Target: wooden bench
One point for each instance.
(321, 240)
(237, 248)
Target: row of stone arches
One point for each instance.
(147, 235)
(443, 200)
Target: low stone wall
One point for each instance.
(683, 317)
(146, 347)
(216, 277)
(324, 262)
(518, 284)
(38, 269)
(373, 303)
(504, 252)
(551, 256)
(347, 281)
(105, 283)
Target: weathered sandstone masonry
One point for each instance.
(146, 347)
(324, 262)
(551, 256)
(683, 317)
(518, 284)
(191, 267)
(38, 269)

==

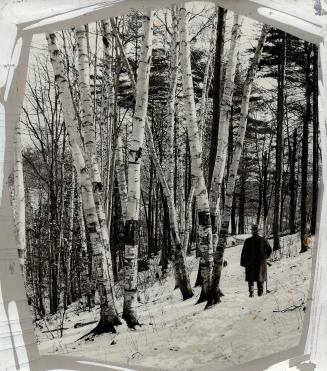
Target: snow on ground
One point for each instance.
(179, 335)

## Problem details:
Copy each line of the listing that includes "Target".

## Exercise answer:
Target: wooden bench
Target: row of stone arches
Target: low stone wall
Target: weathered sandstone masonry
Target: snow on ground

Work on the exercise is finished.